== TEXTE À LIRE

Que ce soit Michèle Astrud, avec Simplement immortels, qui sait revitaliser la dystopie par sa poésie unique. Que ce soit Jean-Luc A. d’Asciano qui, avec L’Enfant-chamane, nous a livré un fantastique recueil sur la famille et la nécessité de l’imaginaire. Que ce soit Franck Thomas qui, avec Le Point aveugle, a écrit un des romans de SF les plus maîtrisés et ambitieux de ces dernières années. Que ce soit Francis Guévremont qui, avec Le Paradoxe de la lumière, a su inventer une SF à échelle d’homme (et de femme, surtout !). Et puis, l’année se finit avec Une valse pour les grotesques de Guillaume Chamanadjian, qui montre qu’il est une des voix les plus importantes de la fantasy francophone.
La littérature étrangère n’a pas été en reste avec Gilberto Villarroel et Sue Rainsford, dont les œuvres ont été les échos des troubles de l’époque. Donc, à chaud, je dirais que ce fut une très bonne année pour les forges, une année plus SF que fantasy, et avec une montée du fantastique. Quant à la situation globale du genre, il continue à s’imposer. J’ai donc l’espoir que, l’année prochaine, paraissent des romans merveilleux, inattendus, qui nous offrent de belles heures de lecture.

====
== DONNÉES DE L'EXERCICE

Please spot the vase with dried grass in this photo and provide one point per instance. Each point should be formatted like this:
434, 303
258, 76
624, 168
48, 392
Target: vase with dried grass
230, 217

====

== CONSIGNE 1 ==
Présentez l'ensemble des lignes des enregistrements ci-dessus sous forme de tableau Markdown, sans les lignes vides. Utilisez une colonne « N° » pour le numéro de rang et une colonne « Ligne » pour le contenu.
== CONSIGNE 2 ==
Poursuivez le bilan de l'année littéraire en science-fiction et en fantasy à la suite de sa dernière phrase.

== RÉPONSE 1 ==
| N° | Ligne |
|---|---|
| 1 | Please spot the vase with dried grass in this photo and provide one point per instance. Each point should be formatted like this: |
| 2 | 434, 303 |
| 3 | 258, 76 |
| 4 | 624, 168 |
| 5 | 48, 392 |
| 6 | Target: vase with dried grass |
| 7 | 230, 217 |

== RÉPONSE 2 ==
- Avez-vous retenu un événement ou une décision particulièrement marquants ? On songe à l’usage de l’IA dans l’édition, ou aux coûts de production en hausse, aux difficultés rencontrées par beaucoup de maisons indépendantes…
- L’IA ne m’inquiète pas trop dans l’édition. Pour l’instant, ce que l’IA fait, en termes de texte ou d’image, est fondamentalement laid, si bien que le principal bénéfice de l’IA est que, par contraste, elle fait saillir la beauté et la singularité de ce qui est produit par l’esprit et la main des humains.
La hausse des coûts de production, du côté des forges, a été très sensible en 2022 et 2023, donc, en 2024, ce n’est pas un fait saillant. En revanche, la concentration continue dans l’édition, le petit refroidissement du marché du livre, l’évolution des pratiques culturelles, tout cela confine à fragiliser certaines maisons. Or, l’imaginaire, c’est comme une marée : nous montons tous ensemble, ou nous descendons tous ensemble. La bibliodiversité est au bénéfice de tous. Quand un bon roman sort de l’atelier d’une autre maison d’édition, je m’en réjouis comme lecteur, mais aussi comme éditeur, car cela fait venir des gens vers l’imaginaire.
L’ennemi, ce n’est jamais une autre maison. L’ennemi, c’est l’indifférence, c’est le refus de la lecture. Une société qui lit, c’est une société qui va bien.
Mais s’il fallait parler de choses particulièrement marquantes, j’en citerais deux : la montée de l’extrême-droite, dans la société et dans l’édition – et la cure d’austérité que certaines présidences de région ont décidé d’imposer au secteur culturel. Il faut garder à l’esprit que le secteur du livre, au regard de son chiffre d’affaires global, est très peu subventionné en France. Le peu que donne l’État est bien distribué et permet l’existence de la chaîne du livre. La cure d’austérité va peu toucher les éditeurs à court terme. Mais elle va avoir un effet délétère sur les salons, les bibliothèques, les librairies, les autrices et les auteurs. Puis, dans un deuxième temps, sur les maisons d’édition.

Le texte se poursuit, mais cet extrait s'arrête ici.